At no time during the proceedings did any of the parties raise the issue of distinguishing between United Sates Dollars and Canadian Dollars. However, as a matter of standard practice, claims asserted regarding business dealings transacted in Canadian funds result in awards that are calculated in Canadian Funds.
Accordingly, should any of the parties have claims and/or proofs that relate to the currency issue and for that matter any other claims that the parties wish to be resolved by the Rabbincal Court, please contact the Court Clerk, to schedule a hearing before the Rabbincal Court.
[23] The beth din wrote the parties a further letter dated June 7, 2017, which stated:
The Bais Din has ordered that the [Award] is stayed until Popack comes back to the Bais Din for a hearing to determine Lipszyc's claim, that Popack continuously breached the Arbitration Agreement, and what are the consequences for breaching the Arbitration Agreement.
III. The Reasons of the Application Judge
[24] The application judge heard the application to recognize the Award at the same time as a motion by the respondents to stay recognition of the Award.
[25] The respondents opposed the application to enforce on the basis the Award had not yet become "binding" on the parties within the meaning of art. 36(1)(a)(v) of the Model Law and art. V(1)(e) of the Convention.

(Entries on locating named things)

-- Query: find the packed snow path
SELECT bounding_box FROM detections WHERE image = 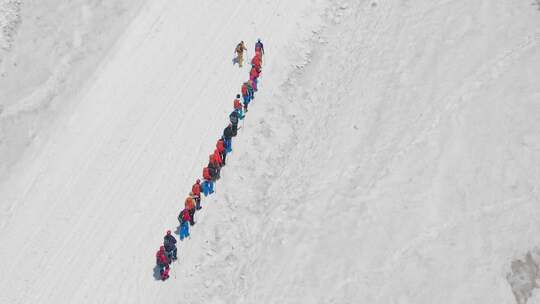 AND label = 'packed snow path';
[0,0,540,304]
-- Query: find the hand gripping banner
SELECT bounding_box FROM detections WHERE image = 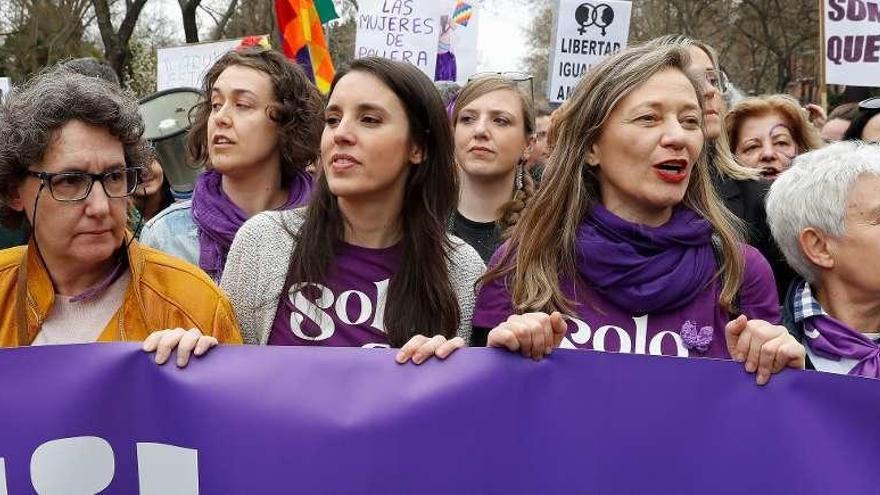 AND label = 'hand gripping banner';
[0,344,880,495]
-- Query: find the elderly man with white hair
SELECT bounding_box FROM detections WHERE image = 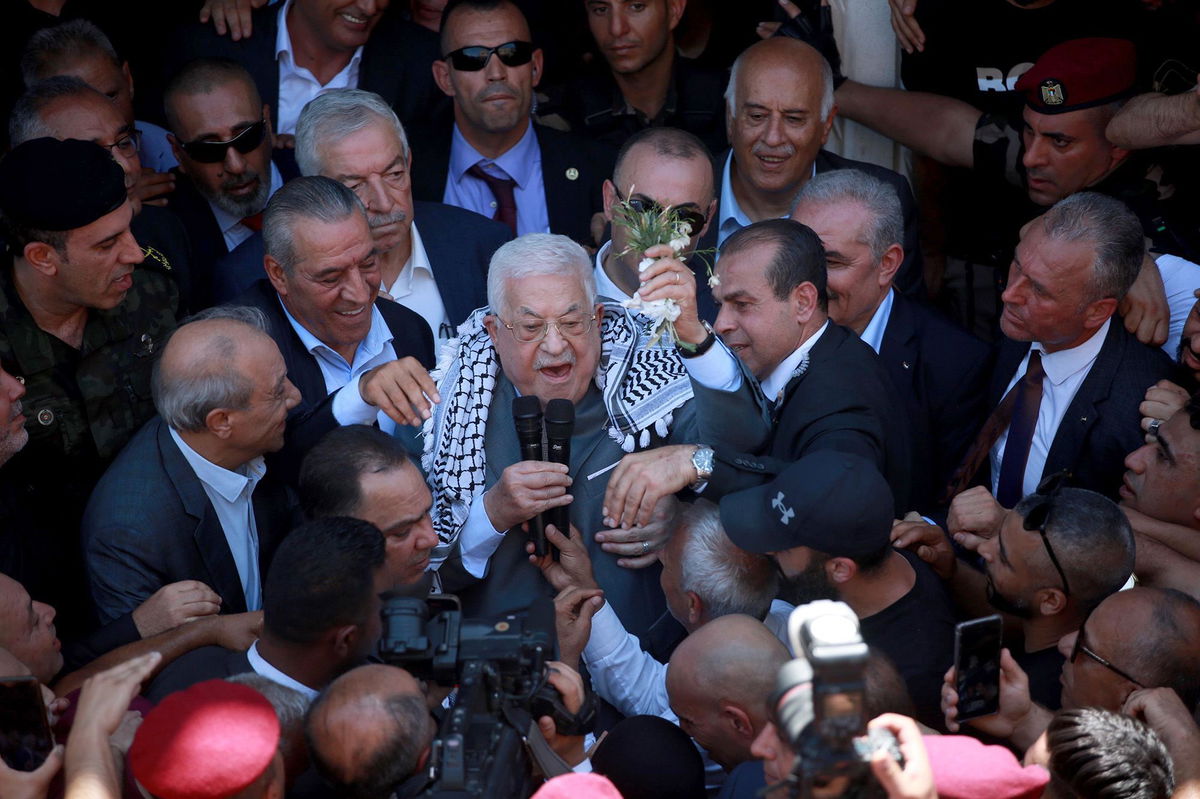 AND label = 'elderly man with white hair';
[424,234,768,650]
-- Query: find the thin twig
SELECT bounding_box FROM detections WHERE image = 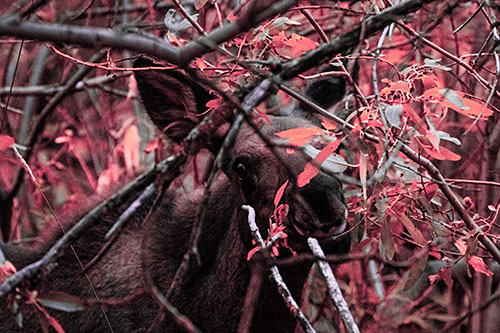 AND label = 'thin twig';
[241,205,316,333]
[307,238,359,333]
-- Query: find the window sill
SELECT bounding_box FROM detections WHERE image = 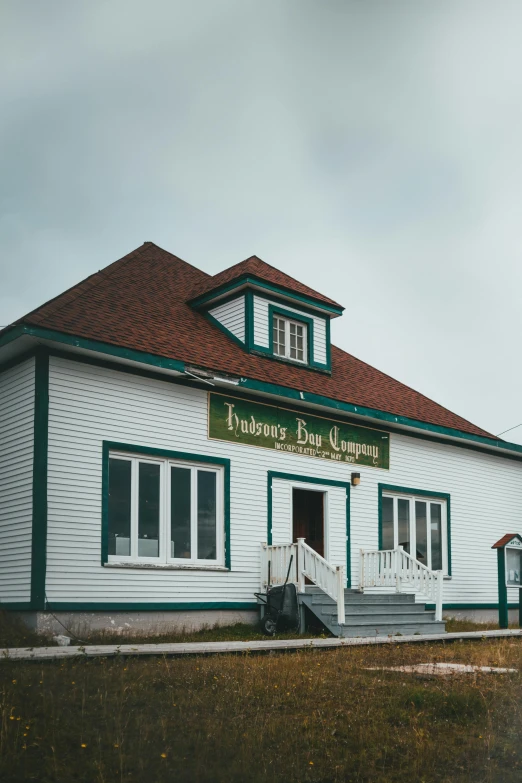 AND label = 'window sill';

WRITTEN REQUEST: Extend the court decision on the beth din arbitration award above, picking up right after its last sentence.

REPLY:
[26] The application judge accepted the respondents' position. He identified three reasons why the Award was not "binding" on the parties: (i) he disagreed with Mr. Popack that at the time of his application to enforce there was an absence of any pending proceeding to appeal the award; (ii) he found that Mr. Lipszyc had expressed an intention "to pursue further issues related to the subject matter arbitrated" (para. 12); and (iii) the two post-Award statements from the beth din indicated that the arbitration process was not yet complete and the arbitral tribunal was not functus officio: at para. 13.
[27] The application judge dismissed both the appellants' application for recognition and the respondents' motion to stay recognition of the Award.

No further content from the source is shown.